> Goal
Copy everything from the start of the material down to the line containing "x=764, y=16", including that line, with every character unchanged.

▼

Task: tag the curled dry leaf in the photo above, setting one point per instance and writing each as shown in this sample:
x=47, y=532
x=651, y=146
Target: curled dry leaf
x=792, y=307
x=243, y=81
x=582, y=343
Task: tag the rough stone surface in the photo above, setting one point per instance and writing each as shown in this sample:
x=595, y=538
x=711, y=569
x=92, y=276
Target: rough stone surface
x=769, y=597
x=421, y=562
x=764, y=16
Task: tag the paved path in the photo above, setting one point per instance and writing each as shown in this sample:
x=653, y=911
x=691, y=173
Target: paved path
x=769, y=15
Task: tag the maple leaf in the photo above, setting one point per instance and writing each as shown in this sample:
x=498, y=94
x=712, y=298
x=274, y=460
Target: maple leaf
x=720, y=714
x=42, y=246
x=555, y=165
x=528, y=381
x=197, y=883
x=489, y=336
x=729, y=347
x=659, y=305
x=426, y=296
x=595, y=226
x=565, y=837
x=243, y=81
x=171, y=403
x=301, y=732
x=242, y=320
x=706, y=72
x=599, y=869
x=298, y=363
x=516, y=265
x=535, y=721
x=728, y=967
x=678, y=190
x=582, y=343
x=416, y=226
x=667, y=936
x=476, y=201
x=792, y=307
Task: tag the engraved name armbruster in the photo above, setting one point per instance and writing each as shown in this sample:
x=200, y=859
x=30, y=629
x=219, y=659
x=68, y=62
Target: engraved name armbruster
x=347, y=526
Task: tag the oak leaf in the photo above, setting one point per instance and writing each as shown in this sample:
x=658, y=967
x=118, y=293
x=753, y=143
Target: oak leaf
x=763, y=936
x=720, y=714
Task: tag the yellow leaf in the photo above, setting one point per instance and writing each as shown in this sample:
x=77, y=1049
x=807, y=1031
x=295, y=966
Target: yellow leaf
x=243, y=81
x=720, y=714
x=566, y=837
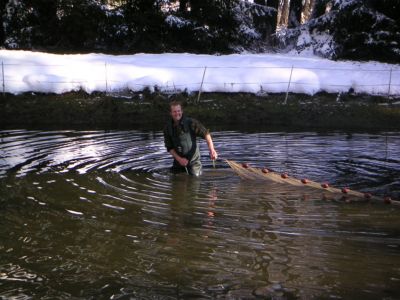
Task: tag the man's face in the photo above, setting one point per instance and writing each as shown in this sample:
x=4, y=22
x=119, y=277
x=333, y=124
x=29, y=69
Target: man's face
x=176, y=112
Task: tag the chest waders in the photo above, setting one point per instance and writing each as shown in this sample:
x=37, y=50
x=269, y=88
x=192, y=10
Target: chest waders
x=185, y=144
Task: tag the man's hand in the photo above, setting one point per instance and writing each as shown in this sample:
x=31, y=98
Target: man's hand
x=213, y=154
x=182, y=161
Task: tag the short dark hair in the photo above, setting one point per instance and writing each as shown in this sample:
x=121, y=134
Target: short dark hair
x=175, y=103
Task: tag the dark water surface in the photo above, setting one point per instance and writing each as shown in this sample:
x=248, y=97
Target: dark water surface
x=96, y=215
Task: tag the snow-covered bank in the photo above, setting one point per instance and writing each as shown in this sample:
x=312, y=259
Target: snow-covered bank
x=25, y=71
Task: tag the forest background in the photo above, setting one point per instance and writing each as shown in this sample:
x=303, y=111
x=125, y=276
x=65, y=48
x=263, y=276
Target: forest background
x=335, y=29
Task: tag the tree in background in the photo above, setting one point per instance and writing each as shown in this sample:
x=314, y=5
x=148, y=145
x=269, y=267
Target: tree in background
x=295, y=10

▲

> Exercise answer
Task: tag the curled dry leaf in the photo above, setting one point per instance and writing each as shown in this sample:
x=47, y=532
x=651, y=146
Target: curled dry leaf
x=792, y=307
x=243, y=81
x=582, y=343
Task: tag the rough stone surface in the photo above, setting one point per instance and writing each as shown in this sample:
x=595, y=538
x=711, y=569
x=92, y=276
Target: rough stone surface
x=769, y=597
x=421, y=562
x=764, y=16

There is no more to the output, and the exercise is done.